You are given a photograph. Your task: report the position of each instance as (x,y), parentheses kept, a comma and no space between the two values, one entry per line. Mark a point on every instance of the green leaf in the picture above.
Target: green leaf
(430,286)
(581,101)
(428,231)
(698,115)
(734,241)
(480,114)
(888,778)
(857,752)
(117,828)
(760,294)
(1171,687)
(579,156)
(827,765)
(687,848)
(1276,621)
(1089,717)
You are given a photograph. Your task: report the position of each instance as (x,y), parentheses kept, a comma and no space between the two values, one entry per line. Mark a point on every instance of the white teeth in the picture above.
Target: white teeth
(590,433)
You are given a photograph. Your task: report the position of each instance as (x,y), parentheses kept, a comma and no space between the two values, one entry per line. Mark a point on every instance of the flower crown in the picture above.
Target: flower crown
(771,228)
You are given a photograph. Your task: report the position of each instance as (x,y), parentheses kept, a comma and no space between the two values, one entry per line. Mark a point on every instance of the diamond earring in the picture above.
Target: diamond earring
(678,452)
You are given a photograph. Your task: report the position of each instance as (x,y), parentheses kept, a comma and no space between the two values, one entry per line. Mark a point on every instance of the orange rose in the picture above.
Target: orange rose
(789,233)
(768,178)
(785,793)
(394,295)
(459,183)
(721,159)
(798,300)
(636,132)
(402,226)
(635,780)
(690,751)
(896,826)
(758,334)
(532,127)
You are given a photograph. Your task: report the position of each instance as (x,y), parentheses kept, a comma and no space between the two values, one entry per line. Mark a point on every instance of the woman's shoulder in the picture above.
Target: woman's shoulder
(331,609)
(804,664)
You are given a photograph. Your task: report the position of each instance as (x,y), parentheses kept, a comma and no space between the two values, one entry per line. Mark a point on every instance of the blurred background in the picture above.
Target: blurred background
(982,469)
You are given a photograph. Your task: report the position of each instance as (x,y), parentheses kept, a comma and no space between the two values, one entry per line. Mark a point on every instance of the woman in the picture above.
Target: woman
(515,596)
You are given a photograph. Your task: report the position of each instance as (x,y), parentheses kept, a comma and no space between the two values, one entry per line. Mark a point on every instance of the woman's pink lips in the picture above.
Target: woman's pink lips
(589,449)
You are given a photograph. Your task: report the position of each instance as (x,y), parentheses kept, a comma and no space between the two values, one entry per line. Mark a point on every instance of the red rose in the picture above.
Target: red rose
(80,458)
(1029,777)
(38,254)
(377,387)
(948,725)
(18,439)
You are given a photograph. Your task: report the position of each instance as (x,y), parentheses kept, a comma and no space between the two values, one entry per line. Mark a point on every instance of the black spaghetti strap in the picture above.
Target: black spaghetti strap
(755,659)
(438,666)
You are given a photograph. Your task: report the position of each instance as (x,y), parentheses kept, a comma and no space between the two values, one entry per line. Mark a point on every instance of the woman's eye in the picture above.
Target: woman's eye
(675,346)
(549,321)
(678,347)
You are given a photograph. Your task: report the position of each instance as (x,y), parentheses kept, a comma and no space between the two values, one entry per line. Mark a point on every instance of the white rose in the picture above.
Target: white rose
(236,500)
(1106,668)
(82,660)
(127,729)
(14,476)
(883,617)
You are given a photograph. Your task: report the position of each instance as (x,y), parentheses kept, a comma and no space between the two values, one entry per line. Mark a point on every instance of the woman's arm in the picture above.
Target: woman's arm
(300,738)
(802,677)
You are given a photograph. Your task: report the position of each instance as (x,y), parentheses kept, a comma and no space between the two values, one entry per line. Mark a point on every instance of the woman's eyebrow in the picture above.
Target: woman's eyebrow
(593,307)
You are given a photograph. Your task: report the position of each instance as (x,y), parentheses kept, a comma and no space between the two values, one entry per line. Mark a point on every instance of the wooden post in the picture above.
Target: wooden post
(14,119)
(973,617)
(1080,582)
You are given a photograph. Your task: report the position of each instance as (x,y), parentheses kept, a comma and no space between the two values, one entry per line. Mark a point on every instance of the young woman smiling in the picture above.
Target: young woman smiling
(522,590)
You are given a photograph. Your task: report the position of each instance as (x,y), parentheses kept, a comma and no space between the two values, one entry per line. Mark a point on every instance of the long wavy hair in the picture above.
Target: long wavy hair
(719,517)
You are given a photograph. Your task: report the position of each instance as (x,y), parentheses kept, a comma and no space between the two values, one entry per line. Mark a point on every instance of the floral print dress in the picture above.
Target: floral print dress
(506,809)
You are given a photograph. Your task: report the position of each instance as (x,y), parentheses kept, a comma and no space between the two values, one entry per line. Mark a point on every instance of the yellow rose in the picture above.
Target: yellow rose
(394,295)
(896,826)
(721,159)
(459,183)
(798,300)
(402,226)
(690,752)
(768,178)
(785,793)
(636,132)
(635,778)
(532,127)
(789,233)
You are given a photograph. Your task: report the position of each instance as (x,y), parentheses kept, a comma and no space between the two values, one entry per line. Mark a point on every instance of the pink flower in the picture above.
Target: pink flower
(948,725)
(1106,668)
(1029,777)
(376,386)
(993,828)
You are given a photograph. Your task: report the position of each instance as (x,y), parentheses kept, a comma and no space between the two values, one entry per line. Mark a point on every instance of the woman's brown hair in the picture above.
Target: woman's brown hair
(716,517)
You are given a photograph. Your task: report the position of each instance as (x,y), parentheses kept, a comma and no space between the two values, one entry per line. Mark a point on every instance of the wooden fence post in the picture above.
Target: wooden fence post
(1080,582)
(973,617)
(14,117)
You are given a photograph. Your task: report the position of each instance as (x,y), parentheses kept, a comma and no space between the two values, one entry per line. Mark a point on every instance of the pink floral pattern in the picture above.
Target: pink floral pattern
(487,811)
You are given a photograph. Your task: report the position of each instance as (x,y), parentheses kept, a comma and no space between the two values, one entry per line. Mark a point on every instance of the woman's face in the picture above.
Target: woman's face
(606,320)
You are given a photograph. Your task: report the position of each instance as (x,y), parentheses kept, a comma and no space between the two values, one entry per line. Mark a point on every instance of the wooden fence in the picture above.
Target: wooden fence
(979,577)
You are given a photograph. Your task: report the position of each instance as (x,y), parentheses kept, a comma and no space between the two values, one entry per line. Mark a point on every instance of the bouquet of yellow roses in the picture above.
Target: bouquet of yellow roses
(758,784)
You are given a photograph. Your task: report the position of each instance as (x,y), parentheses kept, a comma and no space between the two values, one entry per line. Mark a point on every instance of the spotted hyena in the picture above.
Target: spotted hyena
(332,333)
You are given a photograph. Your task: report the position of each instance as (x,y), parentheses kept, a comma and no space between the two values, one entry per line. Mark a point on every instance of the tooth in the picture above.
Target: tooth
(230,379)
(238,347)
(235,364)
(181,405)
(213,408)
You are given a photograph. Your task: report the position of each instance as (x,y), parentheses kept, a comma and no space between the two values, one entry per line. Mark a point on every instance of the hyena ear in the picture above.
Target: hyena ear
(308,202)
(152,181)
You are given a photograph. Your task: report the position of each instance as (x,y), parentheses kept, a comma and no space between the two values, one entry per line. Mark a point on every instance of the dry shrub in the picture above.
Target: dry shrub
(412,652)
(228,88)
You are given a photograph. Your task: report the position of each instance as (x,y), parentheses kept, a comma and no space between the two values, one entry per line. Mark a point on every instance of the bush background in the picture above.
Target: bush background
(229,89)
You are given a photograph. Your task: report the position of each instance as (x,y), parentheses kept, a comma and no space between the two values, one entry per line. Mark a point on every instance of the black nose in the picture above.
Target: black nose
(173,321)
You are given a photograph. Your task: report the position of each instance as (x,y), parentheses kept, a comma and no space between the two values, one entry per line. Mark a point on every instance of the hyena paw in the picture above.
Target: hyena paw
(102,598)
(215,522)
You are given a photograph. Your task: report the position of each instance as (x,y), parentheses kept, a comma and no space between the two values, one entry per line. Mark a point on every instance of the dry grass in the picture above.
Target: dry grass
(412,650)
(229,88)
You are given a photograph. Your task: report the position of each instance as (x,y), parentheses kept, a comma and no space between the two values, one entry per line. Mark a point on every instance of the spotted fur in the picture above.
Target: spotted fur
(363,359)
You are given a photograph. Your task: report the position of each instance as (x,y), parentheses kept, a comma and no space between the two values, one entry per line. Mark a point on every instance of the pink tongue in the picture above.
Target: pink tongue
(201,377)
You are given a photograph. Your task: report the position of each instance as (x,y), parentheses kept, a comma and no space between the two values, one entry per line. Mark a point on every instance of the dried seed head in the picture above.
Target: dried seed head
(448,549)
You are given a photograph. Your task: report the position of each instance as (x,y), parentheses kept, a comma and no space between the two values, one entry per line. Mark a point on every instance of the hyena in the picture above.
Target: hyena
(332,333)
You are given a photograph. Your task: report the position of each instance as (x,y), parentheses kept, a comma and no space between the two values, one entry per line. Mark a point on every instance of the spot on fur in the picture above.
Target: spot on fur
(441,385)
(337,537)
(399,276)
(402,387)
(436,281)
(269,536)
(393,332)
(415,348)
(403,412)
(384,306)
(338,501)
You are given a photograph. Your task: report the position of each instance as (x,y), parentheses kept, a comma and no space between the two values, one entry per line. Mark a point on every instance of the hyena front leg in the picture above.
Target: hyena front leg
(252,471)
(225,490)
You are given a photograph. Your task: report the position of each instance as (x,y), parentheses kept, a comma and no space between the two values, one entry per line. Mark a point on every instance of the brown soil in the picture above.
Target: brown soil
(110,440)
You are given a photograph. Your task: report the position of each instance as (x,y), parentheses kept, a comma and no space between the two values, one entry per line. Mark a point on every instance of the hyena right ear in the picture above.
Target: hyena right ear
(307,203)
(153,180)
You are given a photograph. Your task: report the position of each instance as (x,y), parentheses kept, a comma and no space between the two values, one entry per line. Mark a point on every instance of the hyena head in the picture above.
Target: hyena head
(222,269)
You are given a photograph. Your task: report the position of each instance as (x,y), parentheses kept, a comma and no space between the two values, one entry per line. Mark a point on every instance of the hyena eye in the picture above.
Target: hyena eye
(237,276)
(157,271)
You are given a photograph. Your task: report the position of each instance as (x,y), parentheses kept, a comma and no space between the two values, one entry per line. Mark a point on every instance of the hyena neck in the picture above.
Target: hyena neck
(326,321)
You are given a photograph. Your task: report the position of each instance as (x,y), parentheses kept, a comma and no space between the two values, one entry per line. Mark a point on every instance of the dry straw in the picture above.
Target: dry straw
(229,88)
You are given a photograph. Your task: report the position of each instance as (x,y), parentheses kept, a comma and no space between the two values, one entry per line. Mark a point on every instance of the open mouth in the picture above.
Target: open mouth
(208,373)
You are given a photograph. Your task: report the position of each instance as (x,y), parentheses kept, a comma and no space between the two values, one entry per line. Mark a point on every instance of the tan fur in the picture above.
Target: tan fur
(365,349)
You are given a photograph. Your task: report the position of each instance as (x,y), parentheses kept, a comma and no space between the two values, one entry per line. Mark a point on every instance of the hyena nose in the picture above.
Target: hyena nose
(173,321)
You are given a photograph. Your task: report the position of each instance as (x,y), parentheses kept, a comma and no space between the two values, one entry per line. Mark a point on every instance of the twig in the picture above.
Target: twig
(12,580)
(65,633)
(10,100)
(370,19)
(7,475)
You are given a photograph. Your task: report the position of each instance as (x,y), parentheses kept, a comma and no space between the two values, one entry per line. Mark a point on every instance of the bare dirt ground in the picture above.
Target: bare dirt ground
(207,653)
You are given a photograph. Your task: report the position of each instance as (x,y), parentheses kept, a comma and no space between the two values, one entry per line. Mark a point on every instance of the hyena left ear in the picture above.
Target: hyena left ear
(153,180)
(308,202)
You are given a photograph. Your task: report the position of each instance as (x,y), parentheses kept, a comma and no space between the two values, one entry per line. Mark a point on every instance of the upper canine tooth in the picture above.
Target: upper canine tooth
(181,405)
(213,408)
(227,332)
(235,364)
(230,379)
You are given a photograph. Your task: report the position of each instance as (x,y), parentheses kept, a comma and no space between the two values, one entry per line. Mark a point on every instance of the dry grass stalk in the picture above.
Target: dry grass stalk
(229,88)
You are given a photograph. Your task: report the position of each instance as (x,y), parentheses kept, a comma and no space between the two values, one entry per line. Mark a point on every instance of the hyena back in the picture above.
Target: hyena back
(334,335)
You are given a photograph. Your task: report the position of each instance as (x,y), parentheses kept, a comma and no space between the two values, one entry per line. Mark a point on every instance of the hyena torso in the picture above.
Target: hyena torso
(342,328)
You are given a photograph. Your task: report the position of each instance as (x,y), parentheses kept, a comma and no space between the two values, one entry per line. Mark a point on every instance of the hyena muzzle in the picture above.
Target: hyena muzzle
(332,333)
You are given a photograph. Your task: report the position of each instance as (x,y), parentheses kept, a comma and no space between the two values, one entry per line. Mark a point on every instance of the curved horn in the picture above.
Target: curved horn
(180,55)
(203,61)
####
* **STATED GOAL**
Everything from the line containing "stalk in the picture above." to the end of the data above should be quoted exactly, please, both ends included, and nothing outside that span.

* **RESPONSE TO THE EXERCISE**
You are given a photograph. Your task: report the position of each instance as (x,y), parentheses kept, a comma and no space between the two values, one entry per line. Mark a point on every instance of the dry grass stalk in the picture above.
Target: dry grass stalk
(229,88)
You are given a photograph. Your task: report the position of each instance as (x,y), parentheses kept, a comma and no space between the two values, one entry per line. Mark a point on every instance of the hyena back in the picture above.
Target: hyena back
(334,335)
You are given a photograph. Your task: report the position of each instance as (x,y), parentheses kept, a comma and no space between the two values, one entry per line. Mark a point on every instance of the hyena torso in the picture above.
Target: hyena torso
(342,328)
You are given a photograph. Your task: report the position of each instance as (x,y), parentheses kept, a comma and no space between the two values, one entry per line. Mark a point on every instance of the hyena muzzle in the picture above.
Target: hyena muzzle
(332,333)
You are given a photograph. Your task: report the position of each instance as (x,y), parentheses kept, a comma and no space between the two values, one entry per line. Mark a point on every instance of the curved horn in the picture above.
Target: curved horn
(180,55)
(203,61)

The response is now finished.